## DOCUMENT PASSAGE
# # # # #
Monthly Archives: March 2013

Better than Takeout Part 2–Pad Thai


As I mentioned in my last post, we had quite the homemade Thai feast on Sunday night.  In addition to eating summer rolls, we also scarfed down some delicious Pad Thai.


I have actually tried to  make Pad Thai before.  One time, I used a high quality bottled sauce and another I just tried to wing it using ingredients that reminded me of the flavor of Pad Thai.  Both turned out okay, but they didn’t make for recipes that I wanted to make over and over in lieu of Pad Thai my favorite takeout place.


In preparation for our “better than takeout” night for Sunday dinner, I decided that I wanted to go really authentic and create a dish that would make me forget about takeout.  This recipe definitely achieved that goal.  I studied a lot of Pad Thai recipes in cookbooks and online and found that the main component connecting them all was tamarind.

Tamarind comes from the tamarind tree (duh) which produces an edible, pod-like fruit that tastes both sour and slightly sweet when cooked.  If you can find it, use pre-made tamarind juice in this recipe, it cuts down on the prep time significantly.  Tamarind paste will also work.  Unfortunately, I was unable to find either at Whole Foods (an Asian grocery store would carry both though), so I had to purchase raw tamarinds and make my own juice.


The process of extracting the juice isn’t actually difficult, it just takes longer than opening a jar would!  Whatever kind of tamarind you can find, go for it, just don’t exclude it because it gives the Pad Thai sauce that tangy, slightly sour taste.  The other elements of the sauce – fish sauce and brown sugar – also contribute to the delicious taste of the sauce.
# # # # #
## REQUIRED TASKS
[1] List every ingredient that the Pad Thai post names as part of the Pad Thai sauce.
[2] Answer these questions using the Pad Thai post:
(a) Besides Pad Thai, what did the meal on Sunday night include?
(b) What two methods did the writer use in earlier attempts at Pad Thai?
(c) At which store could the writer not find tamarind juice or tamarind paste?

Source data
# # # # #
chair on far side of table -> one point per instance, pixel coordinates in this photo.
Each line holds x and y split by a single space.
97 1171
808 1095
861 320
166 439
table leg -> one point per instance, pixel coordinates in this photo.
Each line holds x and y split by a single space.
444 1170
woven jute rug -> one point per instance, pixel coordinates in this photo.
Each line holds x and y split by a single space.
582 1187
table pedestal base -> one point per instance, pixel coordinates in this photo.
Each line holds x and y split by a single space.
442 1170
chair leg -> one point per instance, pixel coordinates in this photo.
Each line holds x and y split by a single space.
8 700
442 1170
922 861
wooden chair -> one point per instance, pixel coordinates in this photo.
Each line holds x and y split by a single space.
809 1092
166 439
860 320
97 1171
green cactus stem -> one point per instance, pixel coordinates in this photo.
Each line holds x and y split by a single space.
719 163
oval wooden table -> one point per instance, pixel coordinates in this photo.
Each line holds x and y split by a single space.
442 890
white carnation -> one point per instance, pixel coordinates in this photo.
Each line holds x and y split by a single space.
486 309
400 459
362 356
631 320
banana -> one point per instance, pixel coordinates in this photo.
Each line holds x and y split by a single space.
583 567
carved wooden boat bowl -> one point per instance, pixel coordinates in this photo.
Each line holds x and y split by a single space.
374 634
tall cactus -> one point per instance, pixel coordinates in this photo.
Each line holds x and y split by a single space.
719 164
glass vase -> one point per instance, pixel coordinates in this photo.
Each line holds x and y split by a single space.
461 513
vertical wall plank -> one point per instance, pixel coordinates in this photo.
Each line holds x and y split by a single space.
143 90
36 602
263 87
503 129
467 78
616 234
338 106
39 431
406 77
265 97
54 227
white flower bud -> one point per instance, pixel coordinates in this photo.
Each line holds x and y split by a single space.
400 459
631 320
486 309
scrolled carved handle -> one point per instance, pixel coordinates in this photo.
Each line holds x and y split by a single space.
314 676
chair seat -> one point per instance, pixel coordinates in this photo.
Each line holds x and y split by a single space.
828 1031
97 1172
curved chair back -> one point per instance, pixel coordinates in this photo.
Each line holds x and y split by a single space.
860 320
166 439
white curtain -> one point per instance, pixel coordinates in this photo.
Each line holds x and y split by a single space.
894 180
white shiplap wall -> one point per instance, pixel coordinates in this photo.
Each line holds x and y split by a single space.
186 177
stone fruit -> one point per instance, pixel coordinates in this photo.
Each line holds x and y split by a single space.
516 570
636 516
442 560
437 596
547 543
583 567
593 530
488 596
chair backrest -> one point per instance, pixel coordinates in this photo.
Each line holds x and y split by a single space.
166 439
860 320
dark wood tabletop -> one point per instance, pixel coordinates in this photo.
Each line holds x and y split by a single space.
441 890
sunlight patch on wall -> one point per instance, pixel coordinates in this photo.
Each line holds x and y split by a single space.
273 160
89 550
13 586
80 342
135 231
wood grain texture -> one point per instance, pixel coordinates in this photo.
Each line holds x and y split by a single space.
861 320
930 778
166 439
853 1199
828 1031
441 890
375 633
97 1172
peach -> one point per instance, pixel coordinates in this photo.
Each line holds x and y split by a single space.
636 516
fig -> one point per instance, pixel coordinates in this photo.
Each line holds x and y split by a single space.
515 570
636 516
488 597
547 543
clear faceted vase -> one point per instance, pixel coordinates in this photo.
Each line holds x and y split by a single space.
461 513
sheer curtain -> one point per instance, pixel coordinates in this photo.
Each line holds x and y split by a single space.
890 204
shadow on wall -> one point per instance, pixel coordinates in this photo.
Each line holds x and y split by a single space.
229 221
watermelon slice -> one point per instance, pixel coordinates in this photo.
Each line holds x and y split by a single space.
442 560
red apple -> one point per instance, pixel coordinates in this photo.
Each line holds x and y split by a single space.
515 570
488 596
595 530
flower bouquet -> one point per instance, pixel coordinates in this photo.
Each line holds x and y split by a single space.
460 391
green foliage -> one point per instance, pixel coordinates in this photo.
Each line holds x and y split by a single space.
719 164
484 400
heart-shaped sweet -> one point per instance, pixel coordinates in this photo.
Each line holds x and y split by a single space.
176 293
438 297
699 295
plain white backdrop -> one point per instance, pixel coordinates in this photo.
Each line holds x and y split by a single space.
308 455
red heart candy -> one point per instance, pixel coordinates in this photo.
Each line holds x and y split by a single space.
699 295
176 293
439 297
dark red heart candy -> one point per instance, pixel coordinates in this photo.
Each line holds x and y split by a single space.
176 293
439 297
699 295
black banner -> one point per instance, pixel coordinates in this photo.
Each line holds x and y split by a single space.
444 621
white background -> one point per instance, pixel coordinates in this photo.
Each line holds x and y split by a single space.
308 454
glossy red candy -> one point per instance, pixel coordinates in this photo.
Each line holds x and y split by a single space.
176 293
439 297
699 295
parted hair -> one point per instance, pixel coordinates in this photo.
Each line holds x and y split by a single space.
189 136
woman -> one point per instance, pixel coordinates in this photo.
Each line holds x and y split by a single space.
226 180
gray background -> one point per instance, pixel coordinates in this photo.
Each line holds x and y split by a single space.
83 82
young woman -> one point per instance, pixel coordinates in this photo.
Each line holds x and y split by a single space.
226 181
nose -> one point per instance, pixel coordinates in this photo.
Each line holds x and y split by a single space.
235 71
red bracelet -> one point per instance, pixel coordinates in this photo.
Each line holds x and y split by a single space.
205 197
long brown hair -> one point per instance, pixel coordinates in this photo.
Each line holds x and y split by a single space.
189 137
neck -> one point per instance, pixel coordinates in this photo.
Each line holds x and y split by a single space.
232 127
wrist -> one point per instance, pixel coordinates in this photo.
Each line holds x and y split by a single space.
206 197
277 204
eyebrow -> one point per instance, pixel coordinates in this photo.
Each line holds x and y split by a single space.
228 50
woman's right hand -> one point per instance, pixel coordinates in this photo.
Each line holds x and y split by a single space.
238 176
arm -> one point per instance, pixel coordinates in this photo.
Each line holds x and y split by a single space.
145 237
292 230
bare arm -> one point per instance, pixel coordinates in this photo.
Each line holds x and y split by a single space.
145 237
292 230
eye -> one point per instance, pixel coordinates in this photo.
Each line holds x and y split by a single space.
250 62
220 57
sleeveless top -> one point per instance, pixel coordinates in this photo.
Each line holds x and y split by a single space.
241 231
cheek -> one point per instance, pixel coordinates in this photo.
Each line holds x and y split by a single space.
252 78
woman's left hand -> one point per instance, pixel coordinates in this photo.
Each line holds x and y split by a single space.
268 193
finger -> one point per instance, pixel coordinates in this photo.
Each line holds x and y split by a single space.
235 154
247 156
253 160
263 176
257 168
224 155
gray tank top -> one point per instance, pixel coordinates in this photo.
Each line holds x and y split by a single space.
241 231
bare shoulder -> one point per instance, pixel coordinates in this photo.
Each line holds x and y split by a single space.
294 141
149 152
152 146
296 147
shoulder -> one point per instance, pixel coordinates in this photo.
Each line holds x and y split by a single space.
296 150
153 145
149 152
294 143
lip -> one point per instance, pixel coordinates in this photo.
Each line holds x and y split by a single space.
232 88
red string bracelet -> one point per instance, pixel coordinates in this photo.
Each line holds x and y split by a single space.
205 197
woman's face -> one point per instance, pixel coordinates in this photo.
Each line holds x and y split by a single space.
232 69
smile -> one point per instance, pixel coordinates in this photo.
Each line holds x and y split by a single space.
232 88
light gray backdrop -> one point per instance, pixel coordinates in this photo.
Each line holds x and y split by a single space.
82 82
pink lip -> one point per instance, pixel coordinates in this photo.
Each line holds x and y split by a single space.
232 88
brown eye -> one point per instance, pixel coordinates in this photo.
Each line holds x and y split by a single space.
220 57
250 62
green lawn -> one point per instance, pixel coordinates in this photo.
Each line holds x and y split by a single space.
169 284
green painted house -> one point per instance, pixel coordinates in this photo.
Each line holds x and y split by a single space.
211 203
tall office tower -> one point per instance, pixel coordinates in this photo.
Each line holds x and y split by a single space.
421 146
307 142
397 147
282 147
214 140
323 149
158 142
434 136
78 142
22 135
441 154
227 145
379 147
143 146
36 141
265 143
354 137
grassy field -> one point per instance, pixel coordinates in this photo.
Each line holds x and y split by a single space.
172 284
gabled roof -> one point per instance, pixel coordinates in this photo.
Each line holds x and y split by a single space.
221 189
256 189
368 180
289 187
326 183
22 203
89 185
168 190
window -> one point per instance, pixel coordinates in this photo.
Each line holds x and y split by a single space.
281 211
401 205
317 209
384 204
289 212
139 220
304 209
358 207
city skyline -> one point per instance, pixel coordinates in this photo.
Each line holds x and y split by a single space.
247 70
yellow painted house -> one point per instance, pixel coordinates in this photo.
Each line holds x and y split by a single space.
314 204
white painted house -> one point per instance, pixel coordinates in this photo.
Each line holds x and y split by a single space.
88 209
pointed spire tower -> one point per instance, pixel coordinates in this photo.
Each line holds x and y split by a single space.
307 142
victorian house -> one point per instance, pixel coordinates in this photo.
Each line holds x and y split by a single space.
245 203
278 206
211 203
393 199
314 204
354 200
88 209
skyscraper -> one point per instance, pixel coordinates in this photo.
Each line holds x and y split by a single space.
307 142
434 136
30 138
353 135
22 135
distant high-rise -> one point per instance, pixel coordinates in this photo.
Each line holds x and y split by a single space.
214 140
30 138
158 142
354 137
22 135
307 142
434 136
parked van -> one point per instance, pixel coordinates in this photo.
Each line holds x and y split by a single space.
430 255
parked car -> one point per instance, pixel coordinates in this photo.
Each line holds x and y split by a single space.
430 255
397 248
# # # # #
## ANSWERS FOR THE TASKS
[1]
- Tamarind
- Fish sauce
- Brown sugar

[2]
(a) Summer rolls.
(b) A high-quality bottled sauce, and improvising with ingredients that recalled the flavor of Pad Thai.
(c) Whole Foods.